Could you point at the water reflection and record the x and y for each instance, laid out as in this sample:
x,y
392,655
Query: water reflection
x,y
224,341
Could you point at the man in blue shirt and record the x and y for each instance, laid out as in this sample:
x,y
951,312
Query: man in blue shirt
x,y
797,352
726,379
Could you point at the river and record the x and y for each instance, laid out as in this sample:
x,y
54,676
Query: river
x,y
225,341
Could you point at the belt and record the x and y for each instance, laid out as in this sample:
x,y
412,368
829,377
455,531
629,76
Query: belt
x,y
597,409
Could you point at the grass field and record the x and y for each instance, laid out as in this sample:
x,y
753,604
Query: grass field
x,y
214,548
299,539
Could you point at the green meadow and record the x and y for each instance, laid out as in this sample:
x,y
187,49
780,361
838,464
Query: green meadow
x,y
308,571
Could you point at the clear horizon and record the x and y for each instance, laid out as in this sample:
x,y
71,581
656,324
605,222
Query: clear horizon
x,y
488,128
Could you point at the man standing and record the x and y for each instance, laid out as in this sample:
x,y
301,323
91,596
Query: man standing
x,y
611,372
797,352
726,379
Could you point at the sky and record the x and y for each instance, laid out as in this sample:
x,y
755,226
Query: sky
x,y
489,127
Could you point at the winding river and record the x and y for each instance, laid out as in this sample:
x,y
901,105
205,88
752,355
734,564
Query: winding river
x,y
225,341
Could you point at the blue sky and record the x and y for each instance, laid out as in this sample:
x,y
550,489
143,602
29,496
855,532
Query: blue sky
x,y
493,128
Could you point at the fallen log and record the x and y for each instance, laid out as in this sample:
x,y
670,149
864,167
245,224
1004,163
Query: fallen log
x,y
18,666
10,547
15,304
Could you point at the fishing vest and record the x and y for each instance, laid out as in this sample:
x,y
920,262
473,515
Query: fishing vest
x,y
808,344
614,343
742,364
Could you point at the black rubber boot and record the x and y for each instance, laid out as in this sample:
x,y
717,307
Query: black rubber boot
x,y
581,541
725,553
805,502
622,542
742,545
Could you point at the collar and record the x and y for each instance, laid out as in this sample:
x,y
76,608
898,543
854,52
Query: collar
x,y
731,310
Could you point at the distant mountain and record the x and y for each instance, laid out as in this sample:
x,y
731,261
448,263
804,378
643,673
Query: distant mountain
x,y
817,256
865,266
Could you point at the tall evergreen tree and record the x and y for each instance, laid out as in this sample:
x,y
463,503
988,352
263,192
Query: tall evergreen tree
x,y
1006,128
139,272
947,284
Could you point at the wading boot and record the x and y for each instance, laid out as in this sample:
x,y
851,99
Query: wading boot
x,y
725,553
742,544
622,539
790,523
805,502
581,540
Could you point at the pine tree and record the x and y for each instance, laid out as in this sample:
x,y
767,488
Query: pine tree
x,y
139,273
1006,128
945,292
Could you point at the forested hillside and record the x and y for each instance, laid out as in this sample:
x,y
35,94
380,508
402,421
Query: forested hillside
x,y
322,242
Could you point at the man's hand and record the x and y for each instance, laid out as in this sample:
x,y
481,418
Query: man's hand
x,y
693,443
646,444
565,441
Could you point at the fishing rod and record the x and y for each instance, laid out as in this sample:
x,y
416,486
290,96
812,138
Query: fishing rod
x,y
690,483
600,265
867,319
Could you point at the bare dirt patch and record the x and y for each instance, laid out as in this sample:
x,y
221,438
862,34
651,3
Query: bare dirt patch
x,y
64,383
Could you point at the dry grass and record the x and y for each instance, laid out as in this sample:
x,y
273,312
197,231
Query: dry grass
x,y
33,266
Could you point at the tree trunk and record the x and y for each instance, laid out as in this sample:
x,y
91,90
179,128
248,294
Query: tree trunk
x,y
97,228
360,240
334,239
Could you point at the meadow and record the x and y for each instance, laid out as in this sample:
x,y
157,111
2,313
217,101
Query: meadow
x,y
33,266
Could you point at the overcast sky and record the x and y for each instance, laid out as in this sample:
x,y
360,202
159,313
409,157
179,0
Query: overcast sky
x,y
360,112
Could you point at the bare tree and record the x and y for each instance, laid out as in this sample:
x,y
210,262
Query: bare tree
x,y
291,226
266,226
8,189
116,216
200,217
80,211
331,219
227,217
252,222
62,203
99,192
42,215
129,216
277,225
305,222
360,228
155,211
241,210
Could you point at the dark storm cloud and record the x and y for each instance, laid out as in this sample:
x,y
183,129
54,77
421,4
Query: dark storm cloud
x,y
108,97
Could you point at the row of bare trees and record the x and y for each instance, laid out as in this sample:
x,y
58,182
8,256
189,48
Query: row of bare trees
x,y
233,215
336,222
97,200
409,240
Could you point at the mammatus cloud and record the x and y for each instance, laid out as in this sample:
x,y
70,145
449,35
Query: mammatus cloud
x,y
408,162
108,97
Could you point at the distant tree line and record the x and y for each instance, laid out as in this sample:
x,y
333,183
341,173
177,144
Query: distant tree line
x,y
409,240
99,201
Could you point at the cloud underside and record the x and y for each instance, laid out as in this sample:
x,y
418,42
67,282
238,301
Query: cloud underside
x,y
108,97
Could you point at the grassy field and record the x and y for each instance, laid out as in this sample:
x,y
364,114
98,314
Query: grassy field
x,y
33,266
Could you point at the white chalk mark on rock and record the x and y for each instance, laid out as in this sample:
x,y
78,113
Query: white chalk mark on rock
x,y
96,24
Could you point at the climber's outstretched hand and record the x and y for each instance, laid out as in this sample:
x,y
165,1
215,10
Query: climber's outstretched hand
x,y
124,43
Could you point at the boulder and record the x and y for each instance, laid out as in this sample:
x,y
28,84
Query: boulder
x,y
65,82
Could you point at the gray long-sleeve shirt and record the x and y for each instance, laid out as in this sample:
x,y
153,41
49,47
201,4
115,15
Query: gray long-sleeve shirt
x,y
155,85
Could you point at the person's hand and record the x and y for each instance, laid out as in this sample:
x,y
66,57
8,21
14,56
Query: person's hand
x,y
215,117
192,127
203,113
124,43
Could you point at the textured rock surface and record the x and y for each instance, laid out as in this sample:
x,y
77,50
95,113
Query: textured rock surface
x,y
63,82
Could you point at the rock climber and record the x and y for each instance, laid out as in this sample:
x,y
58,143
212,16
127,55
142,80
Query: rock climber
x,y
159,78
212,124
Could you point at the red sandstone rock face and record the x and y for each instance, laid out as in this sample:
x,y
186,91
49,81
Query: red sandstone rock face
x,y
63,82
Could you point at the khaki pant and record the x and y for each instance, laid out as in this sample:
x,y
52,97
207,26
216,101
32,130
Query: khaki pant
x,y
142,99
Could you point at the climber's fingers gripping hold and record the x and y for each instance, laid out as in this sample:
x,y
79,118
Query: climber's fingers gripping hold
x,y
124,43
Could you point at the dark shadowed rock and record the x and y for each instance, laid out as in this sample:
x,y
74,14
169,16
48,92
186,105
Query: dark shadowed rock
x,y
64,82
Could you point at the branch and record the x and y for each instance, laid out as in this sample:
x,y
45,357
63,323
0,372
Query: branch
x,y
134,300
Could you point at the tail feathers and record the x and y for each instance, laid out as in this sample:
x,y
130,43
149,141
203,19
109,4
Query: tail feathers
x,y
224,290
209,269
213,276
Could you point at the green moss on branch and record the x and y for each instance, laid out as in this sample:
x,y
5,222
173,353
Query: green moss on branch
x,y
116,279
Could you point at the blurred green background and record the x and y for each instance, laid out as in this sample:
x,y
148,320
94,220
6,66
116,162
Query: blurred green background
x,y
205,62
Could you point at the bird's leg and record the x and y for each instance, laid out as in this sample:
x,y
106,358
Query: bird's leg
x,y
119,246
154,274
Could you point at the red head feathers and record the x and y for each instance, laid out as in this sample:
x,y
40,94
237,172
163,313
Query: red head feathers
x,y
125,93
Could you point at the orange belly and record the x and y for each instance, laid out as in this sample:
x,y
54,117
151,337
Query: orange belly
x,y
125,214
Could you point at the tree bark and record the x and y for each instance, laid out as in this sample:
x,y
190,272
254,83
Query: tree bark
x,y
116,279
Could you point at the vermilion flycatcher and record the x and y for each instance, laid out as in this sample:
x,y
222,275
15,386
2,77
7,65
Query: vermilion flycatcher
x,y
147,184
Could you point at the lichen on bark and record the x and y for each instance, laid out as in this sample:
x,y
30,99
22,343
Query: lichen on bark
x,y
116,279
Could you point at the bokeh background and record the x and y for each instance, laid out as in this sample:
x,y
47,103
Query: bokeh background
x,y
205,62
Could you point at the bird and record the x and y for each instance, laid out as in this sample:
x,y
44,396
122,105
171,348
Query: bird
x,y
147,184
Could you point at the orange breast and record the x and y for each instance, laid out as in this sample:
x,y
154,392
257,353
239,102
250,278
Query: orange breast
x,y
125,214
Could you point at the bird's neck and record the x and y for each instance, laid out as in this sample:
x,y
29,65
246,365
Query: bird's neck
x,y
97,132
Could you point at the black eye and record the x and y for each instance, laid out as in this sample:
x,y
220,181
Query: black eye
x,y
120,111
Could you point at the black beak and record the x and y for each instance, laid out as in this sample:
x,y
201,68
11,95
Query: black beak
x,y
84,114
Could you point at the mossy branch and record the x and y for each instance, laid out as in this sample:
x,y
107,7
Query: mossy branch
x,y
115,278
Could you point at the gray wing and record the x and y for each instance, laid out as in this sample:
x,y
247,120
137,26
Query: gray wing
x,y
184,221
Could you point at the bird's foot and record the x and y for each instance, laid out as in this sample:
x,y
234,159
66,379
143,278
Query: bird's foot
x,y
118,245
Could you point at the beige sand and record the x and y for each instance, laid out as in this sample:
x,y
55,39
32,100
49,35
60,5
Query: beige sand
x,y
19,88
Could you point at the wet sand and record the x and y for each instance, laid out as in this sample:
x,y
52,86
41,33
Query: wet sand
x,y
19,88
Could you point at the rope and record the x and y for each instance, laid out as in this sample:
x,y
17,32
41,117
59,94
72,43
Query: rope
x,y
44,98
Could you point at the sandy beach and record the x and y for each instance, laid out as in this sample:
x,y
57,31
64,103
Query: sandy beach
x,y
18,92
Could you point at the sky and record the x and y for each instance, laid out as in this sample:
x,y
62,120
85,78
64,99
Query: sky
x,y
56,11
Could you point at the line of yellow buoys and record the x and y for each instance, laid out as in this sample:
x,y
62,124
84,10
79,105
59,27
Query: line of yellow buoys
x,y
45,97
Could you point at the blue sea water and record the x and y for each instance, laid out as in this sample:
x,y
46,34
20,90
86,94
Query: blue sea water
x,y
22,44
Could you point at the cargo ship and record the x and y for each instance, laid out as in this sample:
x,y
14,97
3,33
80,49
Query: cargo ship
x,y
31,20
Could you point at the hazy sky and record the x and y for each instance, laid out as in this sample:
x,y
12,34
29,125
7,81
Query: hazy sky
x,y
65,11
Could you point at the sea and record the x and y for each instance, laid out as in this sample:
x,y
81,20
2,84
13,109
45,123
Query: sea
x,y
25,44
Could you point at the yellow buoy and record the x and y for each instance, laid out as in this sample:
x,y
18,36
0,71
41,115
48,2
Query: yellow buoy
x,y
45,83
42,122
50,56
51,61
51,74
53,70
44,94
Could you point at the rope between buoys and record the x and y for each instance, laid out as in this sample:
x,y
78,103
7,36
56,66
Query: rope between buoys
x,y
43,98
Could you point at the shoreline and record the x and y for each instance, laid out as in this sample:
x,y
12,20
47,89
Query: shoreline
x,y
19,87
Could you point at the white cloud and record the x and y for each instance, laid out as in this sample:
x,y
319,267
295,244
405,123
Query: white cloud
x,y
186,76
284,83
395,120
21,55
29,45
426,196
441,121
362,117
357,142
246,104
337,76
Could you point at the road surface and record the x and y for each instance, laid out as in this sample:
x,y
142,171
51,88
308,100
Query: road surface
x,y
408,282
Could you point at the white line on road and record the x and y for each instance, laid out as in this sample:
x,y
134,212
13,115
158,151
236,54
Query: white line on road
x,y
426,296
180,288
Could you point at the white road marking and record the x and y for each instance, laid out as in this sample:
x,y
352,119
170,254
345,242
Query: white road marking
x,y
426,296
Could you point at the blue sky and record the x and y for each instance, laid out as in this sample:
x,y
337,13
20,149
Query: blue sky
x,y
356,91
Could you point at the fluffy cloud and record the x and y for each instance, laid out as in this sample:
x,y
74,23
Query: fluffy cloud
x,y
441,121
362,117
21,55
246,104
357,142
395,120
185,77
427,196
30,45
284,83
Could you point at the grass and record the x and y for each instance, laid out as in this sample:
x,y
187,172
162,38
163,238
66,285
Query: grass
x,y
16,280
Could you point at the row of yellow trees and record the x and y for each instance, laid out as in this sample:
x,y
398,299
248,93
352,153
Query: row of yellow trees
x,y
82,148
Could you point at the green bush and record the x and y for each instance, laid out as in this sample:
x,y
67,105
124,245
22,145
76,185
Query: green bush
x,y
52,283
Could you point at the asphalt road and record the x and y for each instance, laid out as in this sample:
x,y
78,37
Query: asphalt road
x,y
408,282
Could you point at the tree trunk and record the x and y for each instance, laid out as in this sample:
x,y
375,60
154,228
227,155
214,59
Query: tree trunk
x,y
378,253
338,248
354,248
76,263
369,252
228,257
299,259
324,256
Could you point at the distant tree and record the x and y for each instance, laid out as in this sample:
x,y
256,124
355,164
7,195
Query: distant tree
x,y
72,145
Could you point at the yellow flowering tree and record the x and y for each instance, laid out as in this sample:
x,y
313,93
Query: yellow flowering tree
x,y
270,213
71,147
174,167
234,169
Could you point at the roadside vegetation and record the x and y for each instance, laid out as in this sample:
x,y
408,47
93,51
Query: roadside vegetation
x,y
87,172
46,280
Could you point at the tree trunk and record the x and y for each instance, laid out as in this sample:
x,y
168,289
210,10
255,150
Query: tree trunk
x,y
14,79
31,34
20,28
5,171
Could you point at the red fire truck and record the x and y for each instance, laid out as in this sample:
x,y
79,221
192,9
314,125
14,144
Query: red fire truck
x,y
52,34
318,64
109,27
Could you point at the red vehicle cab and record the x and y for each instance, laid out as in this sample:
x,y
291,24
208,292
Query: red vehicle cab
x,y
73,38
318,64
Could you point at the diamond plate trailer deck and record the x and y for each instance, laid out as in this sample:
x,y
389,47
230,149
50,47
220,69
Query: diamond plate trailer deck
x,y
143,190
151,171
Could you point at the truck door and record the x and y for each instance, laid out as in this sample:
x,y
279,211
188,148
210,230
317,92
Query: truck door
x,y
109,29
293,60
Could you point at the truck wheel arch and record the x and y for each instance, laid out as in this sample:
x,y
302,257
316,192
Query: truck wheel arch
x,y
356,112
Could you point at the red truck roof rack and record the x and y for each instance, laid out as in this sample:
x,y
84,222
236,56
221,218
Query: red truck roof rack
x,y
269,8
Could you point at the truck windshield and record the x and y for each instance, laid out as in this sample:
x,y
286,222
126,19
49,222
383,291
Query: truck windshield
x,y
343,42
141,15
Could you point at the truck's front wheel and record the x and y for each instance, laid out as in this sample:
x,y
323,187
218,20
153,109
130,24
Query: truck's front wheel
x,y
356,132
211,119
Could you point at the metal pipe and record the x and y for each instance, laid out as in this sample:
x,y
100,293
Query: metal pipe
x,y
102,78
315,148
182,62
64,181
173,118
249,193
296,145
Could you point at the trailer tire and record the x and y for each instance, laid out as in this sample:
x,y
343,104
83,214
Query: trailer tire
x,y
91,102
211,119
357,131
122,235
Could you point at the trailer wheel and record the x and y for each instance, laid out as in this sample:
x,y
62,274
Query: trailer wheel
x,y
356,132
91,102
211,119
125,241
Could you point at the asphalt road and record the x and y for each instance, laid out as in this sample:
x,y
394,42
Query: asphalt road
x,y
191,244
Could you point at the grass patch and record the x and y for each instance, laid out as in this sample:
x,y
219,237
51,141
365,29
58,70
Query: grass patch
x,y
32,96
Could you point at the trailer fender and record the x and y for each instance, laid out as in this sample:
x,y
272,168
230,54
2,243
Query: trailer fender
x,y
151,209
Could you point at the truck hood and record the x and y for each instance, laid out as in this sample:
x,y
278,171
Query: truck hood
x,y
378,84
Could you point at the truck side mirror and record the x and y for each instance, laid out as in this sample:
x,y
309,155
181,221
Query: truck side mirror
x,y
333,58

—————

Exactly reproduce the lines that run from the line with "Query: truck hood" through the last line of the records, inclusive.

● Finished task
Query: truck hood
x,y
378,84
Could you point at the truck side mirror and record the x and y for each instance, laid out as in this sample:
x,y
309,155
181,221
Query: truck side mirror
x,y
333,58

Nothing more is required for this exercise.